**EXERCISE BRIEF:** Output the listing below in full, exactly as written.

**DATASET RECORDS:**
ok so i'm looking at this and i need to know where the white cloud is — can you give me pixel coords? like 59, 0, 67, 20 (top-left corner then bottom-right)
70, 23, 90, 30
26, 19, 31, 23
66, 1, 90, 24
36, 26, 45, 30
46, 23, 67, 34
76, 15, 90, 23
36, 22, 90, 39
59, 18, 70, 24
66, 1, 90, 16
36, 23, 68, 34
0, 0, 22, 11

**EXERCISE OUTPUT:**
ok so i'm looking at this and i need to know where the white cloud is — can you give me pixel coords? like 59, 0, 67, 20 (top-left corner then bottom-right)
70, 23, 90, 30
26, 19, 31, 23
66, 1, 90, 24
36, 26, 45, 30
46, 23, 67, 34
76, 15, 90, 23
36, 22, 90, 39
59, 18, 70, 24
66, 1, 90, 16
36, 23, 68, 34
0, 0, 22, 11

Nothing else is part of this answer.